Location labeling records:
----------------

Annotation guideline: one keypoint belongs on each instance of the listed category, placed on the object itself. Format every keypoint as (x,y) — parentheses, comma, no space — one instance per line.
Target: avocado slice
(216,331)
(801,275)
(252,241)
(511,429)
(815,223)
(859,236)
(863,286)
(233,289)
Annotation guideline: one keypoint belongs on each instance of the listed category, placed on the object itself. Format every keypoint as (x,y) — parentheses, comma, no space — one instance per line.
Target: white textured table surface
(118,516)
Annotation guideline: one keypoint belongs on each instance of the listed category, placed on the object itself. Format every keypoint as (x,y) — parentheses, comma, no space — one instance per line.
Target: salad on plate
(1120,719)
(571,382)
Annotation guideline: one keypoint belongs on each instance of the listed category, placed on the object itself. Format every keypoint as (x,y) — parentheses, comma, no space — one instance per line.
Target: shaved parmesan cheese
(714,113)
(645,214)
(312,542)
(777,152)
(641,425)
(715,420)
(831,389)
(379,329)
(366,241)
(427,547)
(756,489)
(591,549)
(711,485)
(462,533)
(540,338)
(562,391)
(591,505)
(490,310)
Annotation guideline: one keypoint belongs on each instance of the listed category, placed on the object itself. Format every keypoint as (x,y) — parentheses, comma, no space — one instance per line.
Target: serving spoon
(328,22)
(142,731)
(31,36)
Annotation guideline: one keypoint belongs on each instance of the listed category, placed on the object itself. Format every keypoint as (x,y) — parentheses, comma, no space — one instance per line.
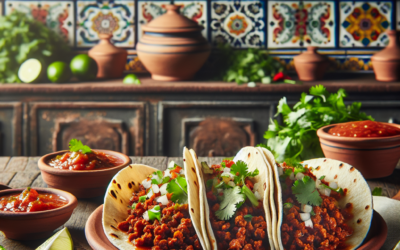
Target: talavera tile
(363,24)
(114,17)
(149,10)
(57,15)
(294,24)
(239,23)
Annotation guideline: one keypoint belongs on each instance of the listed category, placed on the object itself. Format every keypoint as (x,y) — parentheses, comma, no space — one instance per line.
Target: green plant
(22,38)
(297,139)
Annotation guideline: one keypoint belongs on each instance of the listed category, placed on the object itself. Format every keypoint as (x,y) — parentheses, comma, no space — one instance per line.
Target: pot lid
(392,50)
(310,56)
(172,22)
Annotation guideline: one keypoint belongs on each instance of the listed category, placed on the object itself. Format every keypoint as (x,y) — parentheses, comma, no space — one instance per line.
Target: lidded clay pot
(110,59)
(386,63)
(310,65)
(172,47)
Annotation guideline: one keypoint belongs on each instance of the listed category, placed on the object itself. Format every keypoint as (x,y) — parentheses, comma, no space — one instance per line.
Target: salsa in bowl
(34,213)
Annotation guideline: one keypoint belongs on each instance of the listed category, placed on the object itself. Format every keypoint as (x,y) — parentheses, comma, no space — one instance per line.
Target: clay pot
(110,59)
(374,157)
(172,47)
(310,65)
(35,225)
(386,63)
(81,183)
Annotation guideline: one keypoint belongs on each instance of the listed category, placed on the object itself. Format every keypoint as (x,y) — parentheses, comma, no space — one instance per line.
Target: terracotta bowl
(81,183)
(36,225)
(373,157)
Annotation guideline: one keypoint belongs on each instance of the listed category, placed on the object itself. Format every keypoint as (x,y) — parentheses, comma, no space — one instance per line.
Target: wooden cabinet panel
(211,128)
(118,126)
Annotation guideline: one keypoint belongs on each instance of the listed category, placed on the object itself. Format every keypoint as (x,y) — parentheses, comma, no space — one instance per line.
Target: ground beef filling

----------------

Exercise prompt: Except for the pictures, copy every line of the records above exactly.

Task response:
Annotation guideline: one keypoint belongs on each instance of the listed category, placed on the object itself. Format every keypoint as (x,y) — parentheses, comma, no space — one instance per line.
Target: avocado slice
(216,331)
(801,275)
(252,241)
(511,429)
(815,223)
(859,236)
(863,286)
(233,289)
Annotation guideline: one keypoint belongs on each instance of the listed category, placed on the object itself. Format every keypoint as (x,y) — parentheses, comma, no space — one instance per line.
Target: white textured table surface
(118,516)
Annotation guideline: one keypoint belongs on each instance of the listed category, placed on the object itself. Format every keypoint as (x,y) — parentheses, comma, no space — one instance per line.
Target: salad on plate
(1120,719)
(571,382)
Annotation guideline: one keypoint belongs on each instance of the listed category, placed on the object itself. Format every keypoint as (x,y) — parentheses, comma, no space — one instance per line.
Target: shaved parmesan cheese
(714,113)
(645,214)
(312,542)
(777,152)
(641,425)
(715,420)
(831,389)
(379,329)
(366,241)
(427,547)
(756,489)
(591,549)
(711,485)
(462,533)
(540,338)
(562,391)
(591,505)
(490,310)
Annotation guideline: one keypoint belongs on each instance of the listed category, placed on the object itself. Format every keypoint as (x,y) — parentheses, comma, no space — one instance per line.
Target: serving spoon
(328,22)
(142,731)
(31,36)
Annotation guideline: one keypoint belongs on each instance of the listed category, placed on the object itself. Format every keypoint as (x,y) — parentheses, comma, no space — one instance per line.
Target: talavera tile
(363,24)
(114,17)
(149,10)
(57,15)
(294,24)
(239,23)
Annotation guideline: one keypoint belongs on each instance of the listed category, placed on the object itself. Format every keypoint as (x,y) — parentheses, comma, no space — one instance per line.
Target: green plant
(22,38)
(297,139)
Annotation guideline: one keypoint belongs on each instance of the listed category, placed on the object itself. Format every keypoint as (x,y) — parentheses, comma, no space — one instance per line.
Target: pot lid
(392,50)
(310,56)
(172,22)
Annotation guideline: one keypoint belongs on each instance of the listed category, placed on the object itself. Format every keypoint as (x,y) — parentheses, comma, no space — one instance per line.
Target: lidded clay pot
(110,59)
(386,63)
(310,65)
(172,47)
Annotation guideline: one keypoint belongs on each instance of the listed category, placed on the object itself. Format every keypoint as (x,y) — parentheses, comma, no space — one instance per line.
Target: salsa in bowl
(34,213)
Annotation guideline: one keypoint belongs on each instance of the listed category, placed on the object itself. Format every keypoint as (x,y) — parentheses, comma, no space — one instance per line.
Target: clay pot
(110,59)
(374,157)
(172,47)
(310,65)
(35,225)
(386,63)
(81,183)
Annotation guideline: one keypoint belongs on each instance of the listed category, placed on the object itself. Format every keypoint as (x,y) — parentheses, comma, no space — one instance per line.
Target: terracotta bowl
(81,183)
(36,225)
(373,157)
Annotation guideline: one keypoint belongs on each instance of the listed category, placed on the object itself. Format every keypoint as (x,y) — parentheses, comma, no space — one instance per line.
Target: wooden cabinet panel
(211,128)
(118,126)
Annotation guideline: one keypoint belongs on each instance of the listed category, placed on the object itself. Format every keypoint as (x,y) — parentheses, comma, no space — one instance per line.
Target: ground beef filling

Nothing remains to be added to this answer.